As I look back over my nine years with BD&S, five years as a co-editor and the last five as Managing Editor, I am amazed at the scope and scale of what the journal has done. Close to 1,200 authors have published 600+ articles both as stand-alone pieces and as part of 25+ special themes curated by guest editors. It is tremendously heartening to be part of such an intellectual community. As I step into the role of Editor-in-Chief I look to this community to continue to support and define the journal's work as we move forward. I am especially pleased to be working with Jennifer Gabrys (in her new role as Managing Editor), our co-editors: Rocca Bellanova, Dhiraj Murthy, Sung-Yueh Perng, Sachil Singh, Ana Valdivia, and Jing Zeng and the journal's Editorial Assistant, Natalia Orrego. 

I am grateful for my time with the journal and am looking forward to the years ahead. It is still a front row seat to the most exciting show in town.


Wednesday 11 January 2023

Ground Truth Tracings (GTT): On the Epistemic Limits of Machine Learning

by Edward B. Kang (@edwardbkang)

Kang, E. B. (2023). Ground truth tracings (GTT): On the epistemic limits of machine learning. Big Data & Society, 10(1).  

This article is a direct response to the increasing division I have been seeing between what might be called the “technical” and “sociotechnical” communities in artificial intelligence/machine learning (AI/ML). It started as a foray into the industry of machine “listening” with the purpose of examining to what extent practitioners engage with the complexity of voice in developing techniques for listening to and evaluating it. Through my interviews, however, I found that voice, along with many other qualitatively complex phenomena like “employee fit,” “emotion,” and “personality,” gets flattened in the context of machine learning. The piece thus starts with a specific scholarly interest in the interface of voice and machine learning, but ends with a broader commentary on the limitations of machine learning epistemologies as seen through machine listening systems.
Specifically, I develop an intentionally non-mathematical methodological schema called “Ground Truth Tracings” (GTT) to make explicit the ontological translations that reconfigure a qualitative phenomenon like voice into a usable quantitative reference AKA “ground-truthing.” Given that all machine learning systems require a referential database that serves as its ground truth – i.e., what is assumed to be true by the system – examining these assumptions are key to exploring the strengths, weaknesses, and beliefs embedded in AI/ML technologies. In one example, I bring attention to a voice analysis “employee-fit” prediction system that analyzes a potential candidate’s voice to predict whether the individual will be a good fit for a particular team. By using GTT, I qualitatively show why this system is not feasible as an ML use case and unlikely to be as robust as it is marketed to be.
Finally, I acknowledge that although this framework may serve as a useful tool for investigating claims around ML applicability, it does not immediately engage questions of subjectivity, stakes, and power. I thus further splinter this schema through these axes to develop a perhaps imperfect, but practical heuristic called the “Learnability-Stakes” table to assess and think about the epistemological and ethical soundness of machine learning systems, writ large. I’m hoping this piece will contribute to the fostering of interdisciplinary dialogue among the wide range of practitioners in the AI/ML community that includes not just computer scientists and ML engineers, but also social scientists, activists, journalists, policy makers, humanities scholars, and artists, broadly construed.

_Available data_:
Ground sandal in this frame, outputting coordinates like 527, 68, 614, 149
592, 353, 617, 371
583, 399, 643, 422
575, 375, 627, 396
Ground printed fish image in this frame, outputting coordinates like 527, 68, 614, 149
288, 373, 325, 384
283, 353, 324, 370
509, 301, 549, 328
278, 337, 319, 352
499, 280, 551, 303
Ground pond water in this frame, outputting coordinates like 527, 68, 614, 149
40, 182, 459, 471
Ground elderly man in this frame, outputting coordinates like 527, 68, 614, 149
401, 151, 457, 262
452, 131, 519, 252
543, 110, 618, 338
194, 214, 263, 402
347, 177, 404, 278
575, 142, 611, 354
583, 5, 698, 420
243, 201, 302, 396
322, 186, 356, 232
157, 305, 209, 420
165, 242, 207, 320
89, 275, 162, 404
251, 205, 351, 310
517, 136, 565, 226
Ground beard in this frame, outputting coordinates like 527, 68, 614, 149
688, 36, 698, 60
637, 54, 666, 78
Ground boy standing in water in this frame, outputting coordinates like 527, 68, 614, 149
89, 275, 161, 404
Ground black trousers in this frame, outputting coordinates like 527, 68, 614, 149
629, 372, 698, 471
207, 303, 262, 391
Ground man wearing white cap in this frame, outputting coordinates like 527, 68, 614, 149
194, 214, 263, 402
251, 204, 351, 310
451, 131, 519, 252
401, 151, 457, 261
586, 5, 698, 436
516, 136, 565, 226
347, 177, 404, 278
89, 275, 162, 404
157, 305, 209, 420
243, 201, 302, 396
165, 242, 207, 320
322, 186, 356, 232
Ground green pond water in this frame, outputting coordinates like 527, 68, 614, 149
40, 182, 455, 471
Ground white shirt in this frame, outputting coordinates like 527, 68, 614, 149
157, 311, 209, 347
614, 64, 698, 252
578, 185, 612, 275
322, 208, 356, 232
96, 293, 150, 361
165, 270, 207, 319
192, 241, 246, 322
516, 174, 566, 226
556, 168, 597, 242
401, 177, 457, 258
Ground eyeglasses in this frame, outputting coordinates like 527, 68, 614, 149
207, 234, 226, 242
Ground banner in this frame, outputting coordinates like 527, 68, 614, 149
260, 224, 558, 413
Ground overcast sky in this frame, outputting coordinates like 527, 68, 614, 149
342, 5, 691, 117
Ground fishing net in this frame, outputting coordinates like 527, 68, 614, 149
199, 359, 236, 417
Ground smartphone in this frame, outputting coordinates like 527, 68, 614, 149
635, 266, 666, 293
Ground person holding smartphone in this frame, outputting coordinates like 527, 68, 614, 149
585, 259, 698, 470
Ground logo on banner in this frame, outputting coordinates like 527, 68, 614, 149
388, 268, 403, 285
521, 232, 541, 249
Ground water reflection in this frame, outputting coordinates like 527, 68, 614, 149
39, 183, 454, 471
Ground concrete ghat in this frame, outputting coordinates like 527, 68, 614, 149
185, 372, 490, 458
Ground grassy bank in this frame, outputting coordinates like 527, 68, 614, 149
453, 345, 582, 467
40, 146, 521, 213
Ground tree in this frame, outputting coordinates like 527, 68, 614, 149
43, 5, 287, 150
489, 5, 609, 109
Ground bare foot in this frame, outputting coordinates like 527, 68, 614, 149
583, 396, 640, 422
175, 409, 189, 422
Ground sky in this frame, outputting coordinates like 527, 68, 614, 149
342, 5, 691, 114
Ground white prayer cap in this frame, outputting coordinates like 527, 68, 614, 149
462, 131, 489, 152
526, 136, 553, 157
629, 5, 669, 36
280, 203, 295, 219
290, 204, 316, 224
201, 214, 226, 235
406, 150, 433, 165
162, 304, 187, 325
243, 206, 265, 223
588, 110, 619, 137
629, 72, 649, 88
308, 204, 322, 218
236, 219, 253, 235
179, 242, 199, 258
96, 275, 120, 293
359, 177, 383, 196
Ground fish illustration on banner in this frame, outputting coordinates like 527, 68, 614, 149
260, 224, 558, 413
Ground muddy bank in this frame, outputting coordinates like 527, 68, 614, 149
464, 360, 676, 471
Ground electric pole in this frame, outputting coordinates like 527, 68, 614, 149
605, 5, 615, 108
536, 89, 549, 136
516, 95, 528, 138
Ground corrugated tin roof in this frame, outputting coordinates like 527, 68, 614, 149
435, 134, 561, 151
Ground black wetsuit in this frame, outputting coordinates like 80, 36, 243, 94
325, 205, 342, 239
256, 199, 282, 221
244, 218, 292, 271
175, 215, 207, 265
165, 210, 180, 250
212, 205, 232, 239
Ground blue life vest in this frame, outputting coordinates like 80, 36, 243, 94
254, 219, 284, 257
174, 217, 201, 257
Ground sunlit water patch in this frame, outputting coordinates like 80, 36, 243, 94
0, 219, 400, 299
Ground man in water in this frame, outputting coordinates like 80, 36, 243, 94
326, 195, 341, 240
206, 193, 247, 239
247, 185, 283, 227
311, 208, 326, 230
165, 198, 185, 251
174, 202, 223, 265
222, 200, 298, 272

_Tasks for this exercise_:
- a) Reproduce the passage of the blog excerpt that opens with the words containing "This article is" and closes with "machine listening systems.".
- b) According to the blog excerpt, how many authors have published in the journal?
- c) Decide whether each statement agrees with the blog excerpt: (i) the "employee-fit" prediction system analyzes a candidate's voice; (ii) Ground Truth Tracings is a mathematical schema; (iii) Jennifer Gabrys is taking on the role of Managing Editor.
The items are material separate from the blog excerpt.

_Solved tasks_:
- a)
This article is a direct response to the increasing division I have been seeing between what might be called the “technical” and “sociotechnical” communities in artificial intelligence/machine learning (AI/ML). It started as a foray into the industry of machine “listening” with the purpose of examining to what extent practitioners engage with the complexity of voice in developing techniques for listening to and evaluating it. Through my interviews, however, I found that voice, along with many other qualitatively complex phenomena like “employee fit,” “emotion,” and “personality,” gets flattened in the context of machine learning. The piece thus starts with a specific scholarly interest in the interface of voice and machine learning, but ends with a broader commentary on the limitations of machine learning epistemologies as seen through machine listening systems.

- b) Close to 1,200 authors.

- c)
(i) Yes: "analyzes a potential candidate’s voice to predict whether the individual will be a good fit for a particular team"
(ii) No: "an intentionally non-mathematical methodological schema"
(iii) Yes: "Jennifer Gabrys (in her new role as Managing Editor)"